(Beginning of Material for the task)
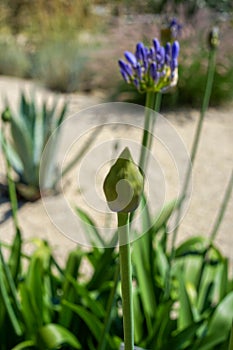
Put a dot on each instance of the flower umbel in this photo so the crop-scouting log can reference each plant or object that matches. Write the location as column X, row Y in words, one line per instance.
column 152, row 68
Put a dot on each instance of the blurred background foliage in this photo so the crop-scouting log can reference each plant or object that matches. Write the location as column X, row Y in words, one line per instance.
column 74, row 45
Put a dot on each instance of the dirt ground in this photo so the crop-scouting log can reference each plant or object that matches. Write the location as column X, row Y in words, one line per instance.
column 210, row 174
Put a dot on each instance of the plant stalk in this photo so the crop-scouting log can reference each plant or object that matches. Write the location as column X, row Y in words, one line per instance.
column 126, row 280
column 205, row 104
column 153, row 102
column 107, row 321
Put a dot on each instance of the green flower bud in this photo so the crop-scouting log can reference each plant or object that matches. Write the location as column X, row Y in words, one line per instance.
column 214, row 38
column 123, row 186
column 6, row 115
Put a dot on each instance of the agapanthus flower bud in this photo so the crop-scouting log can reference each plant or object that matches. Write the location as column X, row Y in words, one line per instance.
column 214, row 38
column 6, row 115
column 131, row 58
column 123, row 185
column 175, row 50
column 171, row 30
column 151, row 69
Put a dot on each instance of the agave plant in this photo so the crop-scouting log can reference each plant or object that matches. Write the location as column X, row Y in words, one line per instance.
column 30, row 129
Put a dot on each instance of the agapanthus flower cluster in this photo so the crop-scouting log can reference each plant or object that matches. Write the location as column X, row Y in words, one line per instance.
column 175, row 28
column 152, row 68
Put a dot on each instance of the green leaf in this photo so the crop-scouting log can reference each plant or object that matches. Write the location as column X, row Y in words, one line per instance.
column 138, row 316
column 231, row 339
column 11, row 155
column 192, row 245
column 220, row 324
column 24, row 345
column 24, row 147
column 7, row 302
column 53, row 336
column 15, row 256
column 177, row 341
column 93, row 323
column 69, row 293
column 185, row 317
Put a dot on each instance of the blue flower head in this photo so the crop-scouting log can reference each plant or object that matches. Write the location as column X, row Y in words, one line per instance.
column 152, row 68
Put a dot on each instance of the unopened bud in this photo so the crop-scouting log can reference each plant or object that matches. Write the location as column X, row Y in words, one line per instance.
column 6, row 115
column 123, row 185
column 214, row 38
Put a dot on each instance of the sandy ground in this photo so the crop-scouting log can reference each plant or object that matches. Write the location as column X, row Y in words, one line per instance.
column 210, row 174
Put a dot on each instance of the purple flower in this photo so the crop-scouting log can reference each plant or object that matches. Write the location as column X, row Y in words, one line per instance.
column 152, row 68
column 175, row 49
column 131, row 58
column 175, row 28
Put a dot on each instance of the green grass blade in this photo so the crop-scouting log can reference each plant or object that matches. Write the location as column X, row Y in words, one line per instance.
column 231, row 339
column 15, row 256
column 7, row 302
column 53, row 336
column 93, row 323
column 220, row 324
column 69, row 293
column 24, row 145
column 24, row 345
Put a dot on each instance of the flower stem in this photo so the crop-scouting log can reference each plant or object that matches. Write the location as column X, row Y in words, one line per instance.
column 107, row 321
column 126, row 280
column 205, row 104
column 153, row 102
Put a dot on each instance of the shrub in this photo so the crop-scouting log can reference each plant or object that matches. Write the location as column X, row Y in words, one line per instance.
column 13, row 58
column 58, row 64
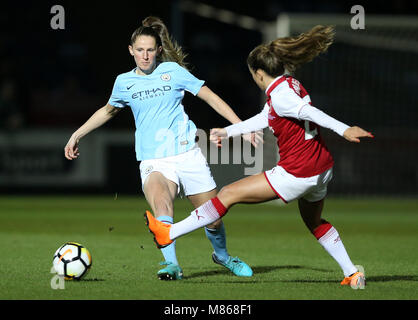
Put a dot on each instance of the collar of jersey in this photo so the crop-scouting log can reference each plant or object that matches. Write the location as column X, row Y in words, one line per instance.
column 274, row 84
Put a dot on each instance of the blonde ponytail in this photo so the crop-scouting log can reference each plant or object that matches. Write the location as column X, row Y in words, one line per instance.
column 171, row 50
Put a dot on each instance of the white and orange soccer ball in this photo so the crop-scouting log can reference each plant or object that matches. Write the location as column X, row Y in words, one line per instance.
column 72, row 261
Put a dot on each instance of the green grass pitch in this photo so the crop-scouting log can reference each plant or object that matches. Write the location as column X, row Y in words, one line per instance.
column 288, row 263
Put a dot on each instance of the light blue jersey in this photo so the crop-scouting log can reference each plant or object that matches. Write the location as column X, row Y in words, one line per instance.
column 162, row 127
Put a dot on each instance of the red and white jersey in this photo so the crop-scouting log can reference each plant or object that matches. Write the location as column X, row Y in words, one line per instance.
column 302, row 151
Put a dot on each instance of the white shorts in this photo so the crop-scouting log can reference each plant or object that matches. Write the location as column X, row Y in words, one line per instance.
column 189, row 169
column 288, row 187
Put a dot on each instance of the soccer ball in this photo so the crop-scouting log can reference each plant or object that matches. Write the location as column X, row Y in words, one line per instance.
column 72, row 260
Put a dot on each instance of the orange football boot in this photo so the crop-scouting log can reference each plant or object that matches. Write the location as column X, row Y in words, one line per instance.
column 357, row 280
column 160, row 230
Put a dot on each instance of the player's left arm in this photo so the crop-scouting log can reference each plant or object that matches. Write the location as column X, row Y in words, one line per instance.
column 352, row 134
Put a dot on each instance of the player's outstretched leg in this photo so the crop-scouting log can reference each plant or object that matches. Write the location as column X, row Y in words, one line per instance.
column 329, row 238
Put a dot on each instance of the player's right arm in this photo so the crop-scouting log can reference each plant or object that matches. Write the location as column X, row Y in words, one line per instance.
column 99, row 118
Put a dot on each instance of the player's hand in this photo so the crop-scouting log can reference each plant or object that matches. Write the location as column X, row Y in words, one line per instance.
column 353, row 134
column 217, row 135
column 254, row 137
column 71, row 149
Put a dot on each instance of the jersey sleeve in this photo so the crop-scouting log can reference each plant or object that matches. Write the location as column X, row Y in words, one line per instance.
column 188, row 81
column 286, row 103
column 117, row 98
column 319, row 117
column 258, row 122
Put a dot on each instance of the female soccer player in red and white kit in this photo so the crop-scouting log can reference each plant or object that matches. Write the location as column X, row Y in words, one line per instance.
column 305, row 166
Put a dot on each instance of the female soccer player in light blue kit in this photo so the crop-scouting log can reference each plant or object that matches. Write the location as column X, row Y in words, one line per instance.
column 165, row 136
(End of Material for the task)
● Task item: Reproduce the entries above without change, omitting all pictures.

● Output:
Put a dot on each instance of the flower umbel in this photo so the crop-scouting log can reference each plant or object that matches. Write the location as column X, row Y in words, one line per instance.
column 152, row 68
Put a dot on each instance of the blurred background foliage in this photo so the crop-scouting log can reference each plant or object that matches. Write the location as column X, row Y in words, one line per instance.
column 74, row 45
Put a dot on each instance of the dirt ground in this photo so the crop-scouting log can reference each plant or object that matches. Write the location as column X, row Y in words, one line per instance.
column 210, row 174
Put a dot on each instance of the plant stalk in this photo so the crop-scouting log can reference each plant or object that matches. Write the location as column X, row Y in words, one line per instance.
column 126, row 280
column 205, row 104
column 153, row 102
column 107, row 321
Put a dot on each instance of the green flower bud in this photo so the crop-scouting log can reference each plant or object that matches. Write the location as column X, row Y in words, one line per instance.
column 214, row 38
column 123, row 186
column 6, row 115
Put a dot on each instance of the agapanthus flower bud in this photo so the crop-scouting log can reference each plant or object that matches. Write the location as column X, row Y in words, one line per instance.
column 214, row 38
column 6, row 115
column 131, row 58
column 123, row 185
column 175, row 50
column 171, row 30
column 151, row 69
Put a dot on each instance of the agave plant in this photo so the crop-scouting log can reference each plant or object that matches. Write the location as column X, row Y in words, one line per instance.
column 30, row 129
Put a dot on each instance of the agapanthus flower cluster in this photo so the crop-scouting log can reference each plant or object that matches. Write the location as column X, row Y in words, one line per instance.
column 175, row 28
column 152, row 68
Put a dot on each instance of the green leaf in this photo so the crop-scouting log can reference each plant or object that matches. Write the location as column X, row Y in words, one line per instance.
column 138, row 316
column 231, row 339
column 11, row 155
column 192, row 245
column 220, row 324
column 24, row 345
column 24, row 147
column 7, row 302
column 53, row 336
column 15, row 256
column 177, row 341
column 93, row 323
column 69, row 293
column 185, row 317
Put a dot on each instance of the blue flower head in this photo so the crop-scouting log can reference each plant or object that matches. Write the location as column X, row Y in words, one line per instance.
column 152, row 68
Put a dot on each instance of the unopened bud in this photo so the crop-scouting log can reference each plant or object that matches. Write the location as column X, row Y in words, one line per instance.
column 6, row 115
column 123, row 185
column 214, row 38
Put a dot on each instance of the sandy ground in this photo so the crop-scouting log can reference each plant or object that matches. Write the location as column X, row Y in words, one line per instance.
column 210, row 174
Put a dot on each instance of the purple flower in this photo so the crop-scouting log can reference each plant or object that matches. Write the location as column X, row Y in words, one line per instance.
column 152, row 68
column 175, row 49
column 131, row 58
column 175, row 28
Put a dot on each instance of the green grass blade in this photo so the crop-scouting log can reference each plant or object that matches. Write the location as column X, row Y in words, one line per instance.
column 231, row 339
column 15, row 256
column 7, row 302
column 53, row 336
column 93, row 323
column 220, row 324
column 69, row 293
column 24, row 145
column 24, row 345
Put a dot on each instance of the flower stem in this photo so the crop-scouting log can reference each plant or object that matches. Write the location as column X, row Y in words, one line per instance.
column 107, row 321
column 126, row 280
column 205, row 104
column 153, row 102
Put a dot on each instance of the shrub in this photo so the crop-scouting log can reference each plant or object that matches. Write the location as column X, row Y in words, one line per instance.
column 13, row 58
column 58, row 64
Put a dot on each instance of the collar of jersey in this photo so the crop-scouting log can reference each plant or object that matches. Write the location as column X, row Y in words, one line per instance.
column 274, row 84
Put a dot on each instance of the blonde ponytail in this photo so the crop-scouting log can reference each plant or object that matches. Write the location as column X, row Y in words, one line per instance.
column 171, row 50
Put a dot on each instance of the white and orange soccer ball in this photo so the crop-scouting log can reference each plant or object that matches. Write the location as column X, row Y in words, one line per instance.
column 72, row 261
Put a dot on each instance of the green grass pitch in this photo so the crop-scouting log can reference each plant or object that matches. Write the location as column X, row Y in words, one line per instance.
column 288, row 263
Put a dot on each instance of the light blue jersey in this photo so the crop-scouting log can reference each plant or object that matches. Write the location as column X, row Y in words, one line per instance.
column 162, row 127
Put a dot on each instance of the red and white jersey in this photo so the crop-scouting log can reference each plant or object that matches. Write the location as column X, row Y in words, one line per instance.
column 302, row 151
Put a dot on each instance of the white shorts in this photo so the crop-scouting log can reference each plant or object that matches. Write the location as column X, row Y in words, one line per instance.
column 189, row 169
column 288, row 187
Put a dot on each instance of the soccer ball in this photo so the crop-scouting log can reference each plant or object that matches. Write the location as column X, row Y in words, one line per instance.
column 72, row 260
Put a dot on each instance of the orange football boot in this photo so the crop-scouting log can reference each plant or object that matches. Write the location as column X, row Y in words, one line per instance.
column 357, row 280
column 160, row 230
Put a dot on each instance of the player's left arm in this photo so the crop-scouting log can reference each plant or object that matches. Write the location as column X, row Y in words, one line per instance.
column 352, row 134
Put a dot on each instance of the player's outstretched leg in this photo so the crop-scouting log can reference each plant or object that matches. Write the location as column X, row Y in words, one line per instance.
column 329, row 238
Put a dot on each instance of the player's right arm in this photo so the crop-scouting log can reference each plant or object that matches. Write the location as column X, row Y in words, one line per instance.
column 99, row 118
Put a dot on each instance of the player's hand in this photo so the crop-scouting log can reference each plant or object that matches. Write the location as column X, row Y in words, one line per instance.
column 353, row 134
column 217, row 135
column 254, row 137
column 71, row 149
Put a dot on each instance of the jersey sleeve in this photo so the crop-scouting log can reference each plant or object that matches. Write the location as column X, row Y in words, one line per instance.
column 188, row 81
column 286, row 103
column 117, row 98
column 319, row 117
column 258, row 122
Put a dot on each instance of the female soccer player in red and white kit in this photo so the crop-scouting log can reference each plant or object that matches. Write the location as column X, row Y in words, one line per instance.
column 305, row 166
Put a dot on each instance of the female soccer player in light blue kit in this photo so the crop-scouting log can reference each plant or object that matches. Write the location as column X, row Y in words, one line per instance.
column 165, row 136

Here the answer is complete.